Coordinate annotation entries:
## Begin
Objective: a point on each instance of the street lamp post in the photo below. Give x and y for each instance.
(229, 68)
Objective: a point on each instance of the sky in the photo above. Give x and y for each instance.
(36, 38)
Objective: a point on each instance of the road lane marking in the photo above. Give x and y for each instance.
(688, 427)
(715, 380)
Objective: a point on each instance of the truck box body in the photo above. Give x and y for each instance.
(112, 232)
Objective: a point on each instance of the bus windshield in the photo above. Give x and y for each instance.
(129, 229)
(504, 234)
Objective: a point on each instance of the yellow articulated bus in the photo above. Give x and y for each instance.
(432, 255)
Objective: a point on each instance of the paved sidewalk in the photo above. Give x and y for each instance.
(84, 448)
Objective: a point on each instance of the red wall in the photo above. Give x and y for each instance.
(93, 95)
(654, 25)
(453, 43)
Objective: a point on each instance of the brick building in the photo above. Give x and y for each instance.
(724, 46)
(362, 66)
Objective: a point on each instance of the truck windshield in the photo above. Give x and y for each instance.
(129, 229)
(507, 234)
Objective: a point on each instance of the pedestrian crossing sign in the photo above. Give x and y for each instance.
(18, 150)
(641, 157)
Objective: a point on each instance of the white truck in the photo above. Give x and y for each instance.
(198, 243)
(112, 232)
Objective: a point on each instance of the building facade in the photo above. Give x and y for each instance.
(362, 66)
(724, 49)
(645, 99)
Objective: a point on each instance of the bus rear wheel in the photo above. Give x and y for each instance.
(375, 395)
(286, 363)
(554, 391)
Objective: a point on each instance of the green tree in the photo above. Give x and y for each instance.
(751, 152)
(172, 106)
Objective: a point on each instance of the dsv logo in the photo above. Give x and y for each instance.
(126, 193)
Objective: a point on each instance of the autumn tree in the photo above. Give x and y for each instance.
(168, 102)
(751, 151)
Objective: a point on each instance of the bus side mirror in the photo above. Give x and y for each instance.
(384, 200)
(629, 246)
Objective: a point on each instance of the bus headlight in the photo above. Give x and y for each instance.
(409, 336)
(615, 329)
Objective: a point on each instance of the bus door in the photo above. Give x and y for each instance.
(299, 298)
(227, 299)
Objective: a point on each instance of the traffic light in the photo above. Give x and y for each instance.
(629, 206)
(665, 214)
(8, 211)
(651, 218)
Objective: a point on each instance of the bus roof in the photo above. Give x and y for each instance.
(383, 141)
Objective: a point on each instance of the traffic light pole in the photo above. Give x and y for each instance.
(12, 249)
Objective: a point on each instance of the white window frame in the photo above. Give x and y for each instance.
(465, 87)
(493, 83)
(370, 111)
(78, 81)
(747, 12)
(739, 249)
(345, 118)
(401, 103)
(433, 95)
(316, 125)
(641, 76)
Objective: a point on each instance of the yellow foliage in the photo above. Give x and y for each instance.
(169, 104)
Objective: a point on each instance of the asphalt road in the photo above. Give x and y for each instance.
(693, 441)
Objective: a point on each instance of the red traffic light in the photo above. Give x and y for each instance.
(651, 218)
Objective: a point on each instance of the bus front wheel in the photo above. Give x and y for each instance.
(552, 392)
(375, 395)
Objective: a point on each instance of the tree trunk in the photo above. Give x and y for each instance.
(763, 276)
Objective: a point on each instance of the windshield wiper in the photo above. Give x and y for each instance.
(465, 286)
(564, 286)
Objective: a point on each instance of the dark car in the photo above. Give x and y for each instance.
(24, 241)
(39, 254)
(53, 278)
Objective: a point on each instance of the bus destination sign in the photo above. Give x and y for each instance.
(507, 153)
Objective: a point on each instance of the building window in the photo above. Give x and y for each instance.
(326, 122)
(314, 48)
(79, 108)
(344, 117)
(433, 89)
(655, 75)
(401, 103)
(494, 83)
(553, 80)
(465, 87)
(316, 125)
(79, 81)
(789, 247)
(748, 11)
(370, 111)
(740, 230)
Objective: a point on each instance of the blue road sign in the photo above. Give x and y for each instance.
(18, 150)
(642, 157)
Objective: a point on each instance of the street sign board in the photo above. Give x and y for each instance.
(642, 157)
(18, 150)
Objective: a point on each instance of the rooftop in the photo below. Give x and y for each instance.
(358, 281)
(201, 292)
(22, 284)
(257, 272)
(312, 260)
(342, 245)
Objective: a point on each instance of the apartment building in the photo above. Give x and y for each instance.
## End
WHAT IS NEEDED: Begin at the line that contains "Objective: a point on each instance of the street sign" and continue through the end of the records. Rewrite only those lines, requests included, adding 74 to each coordinate.

REPLY:
Objective: a point on each instance of the street sign board in the photo above. Give x and y for each instance.
(716, 231)
(92, 224)
Objective: a point on each instance of the rooftop in the photo below. Give x and y for each instance.
(432, 355)
(275, 366)
(96, 358)
(331, 346)
(386, 334)
(416, 319)
Objective: a point on each instance of the apartment building in the photo above. Give x and y for each instance.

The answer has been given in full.